# [Source data]
= = = = =

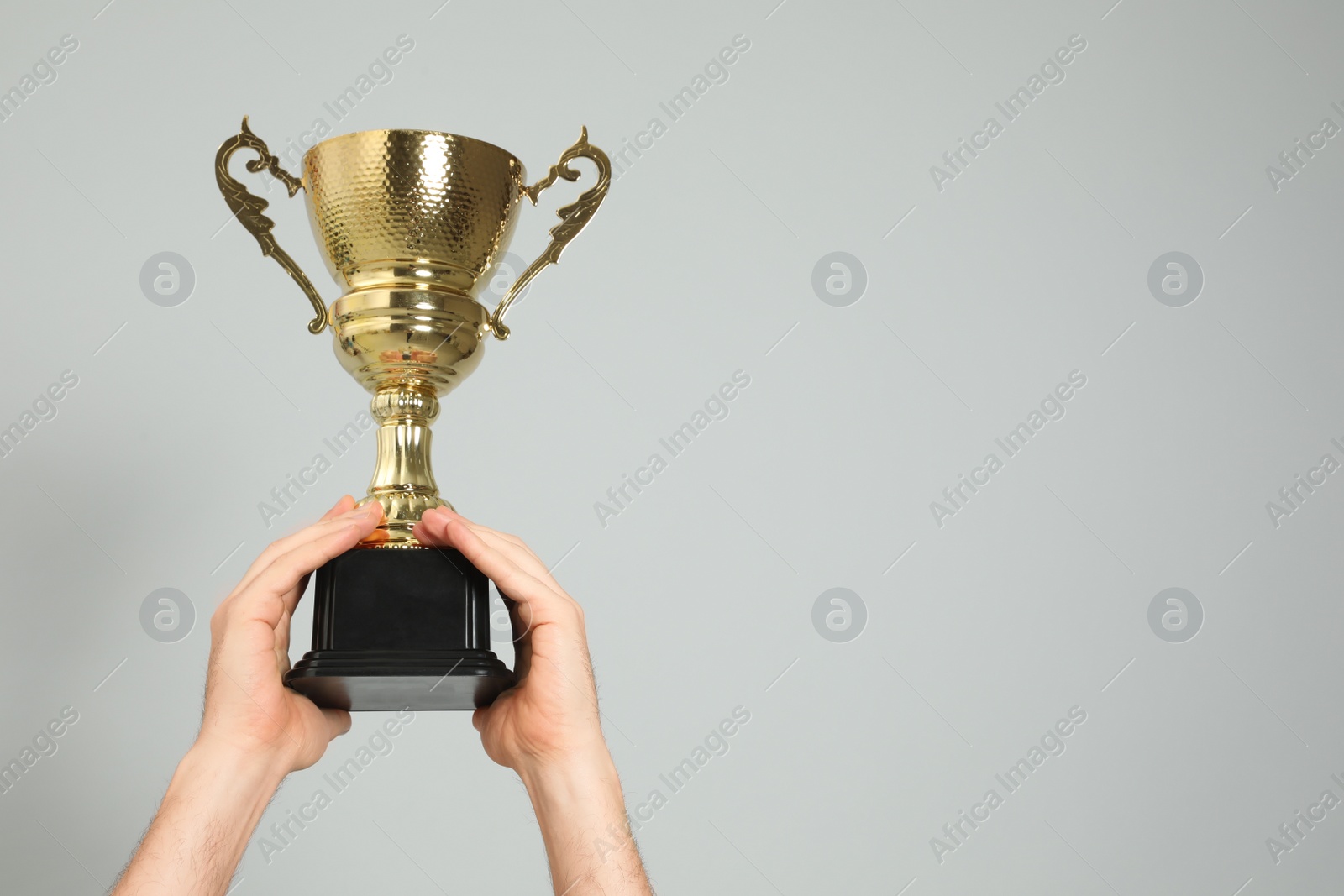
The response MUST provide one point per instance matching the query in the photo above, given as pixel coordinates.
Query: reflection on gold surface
(409, 222)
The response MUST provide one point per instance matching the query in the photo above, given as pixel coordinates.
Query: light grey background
(981, 297)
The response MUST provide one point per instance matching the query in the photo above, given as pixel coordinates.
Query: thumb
(338, 723)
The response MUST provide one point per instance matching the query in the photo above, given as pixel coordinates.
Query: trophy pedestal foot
(396, 629)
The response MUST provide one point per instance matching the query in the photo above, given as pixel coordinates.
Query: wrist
(559, 775)
(250, 772)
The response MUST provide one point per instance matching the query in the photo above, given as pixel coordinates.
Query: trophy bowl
(409, 222)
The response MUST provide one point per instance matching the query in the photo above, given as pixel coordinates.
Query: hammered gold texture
(386, 202)
(409, 222)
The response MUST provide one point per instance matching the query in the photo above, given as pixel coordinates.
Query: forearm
(581, 812)
(197, 839)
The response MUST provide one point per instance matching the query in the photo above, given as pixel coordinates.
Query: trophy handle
(573, 217)
(248, 208)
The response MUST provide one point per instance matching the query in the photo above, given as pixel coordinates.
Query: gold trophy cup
(409, 223)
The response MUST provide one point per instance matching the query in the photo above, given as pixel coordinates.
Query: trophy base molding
(401, 629)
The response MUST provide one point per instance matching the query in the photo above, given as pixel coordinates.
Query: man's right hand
(548, 727)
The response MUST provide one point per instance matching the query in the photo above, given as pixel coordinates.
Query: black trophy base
(401, 629)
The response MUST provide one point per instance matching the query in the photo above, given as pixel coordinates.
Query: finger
(522, 627)
(481, 530)
(541, 600)
(308, 533)
(508, 546)
(275, 589)
(338, 723)
(344, 506)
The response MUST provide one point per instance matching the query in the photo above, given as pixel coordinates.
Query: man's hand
(255, 731)
(248, 707)
(548, 726)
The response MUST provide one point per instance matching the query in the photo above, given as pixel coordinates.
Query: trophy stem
(403, 481)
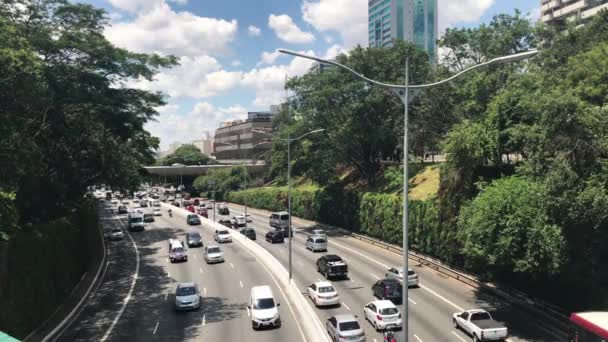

= = = = =

# [Task details]
Copy every record character for character. Skip the pictures.

# [Written solution]
The response MUST provide one point per instance matching the query in the photo above, given as pixel coordinates.
Query: reflection on gold surface
(409, 222)
The response MUST provide one point per instance matching the query in the photo above, given as pixel coordinates.
Query: light grey background
(981, 297)
The response MUST provide one point per instance matching the query in the photo above, given as pixel coordinates.
Query: thumb
(338, 723)
The response MUST provide one point per instance matching the query in the photo above, given as pixel coordinates.
Query: trophy pedestal foot
(396, 629)
The response MUST provide one point per instance matching the query in the photo above, given as pixel coordinates.
Query: wrist
(559, 775)
(250, 772)
The response MUST provide one point per instance matching the query in the photo above, given as pixel coordinates.
Query: trophy bowl
(409, 222)
The response MUST provide one point per instance matching the query in the photo above, given as pixel coordinates.
Query: hammered gold texture
(386, 202)
(409, 222)
The response MUST provide one point per instance matching the query in the photo above, given as pixel coordinates.
Query: forearm
(581, 812)
(197, 839)
The response MUST provide one point per instance matching the query in the photo above, given as pixel coordinates.
Query: trophy handle
(573, 217)
(248, 208)
The response MUST provide one point per instance matching the query in the photo above, given as pixel coordinates.
Query: gold trophy cup
(409, 223)
The response MUST provide one point per instance matching the query in the photo above, given as pixel coordinates.
Query: trophy base molding
(401, 629)
The response MUST provide one point per instance matching the query in the photo above, given as pixel coordinates.
Query: man's right hand
(548, 727)
The response MUST provide one point per instance matching the query in the photo above, given as pixel coordinates.
Query: black trophy base
(401, 629)
The response MUST provide one point per instance matching the query in the photo above, given as pixel coordinates.
Query: finger
(522, 627)
(481, 530)
(541, 600)
(308, 533)
(508, 546)
(275, 589)
(338, 723)
(344, 506)
The response MUST provide one point per instance matching the query in the photo above, given as pixel coordinates.
Query: man's hand
(255, 731)
(248, 707)
(548, 726)
The response MUST provide one point per instance matching the query in the photo above, given as pixel coordinates.
Query: trophy stem
(403, 481)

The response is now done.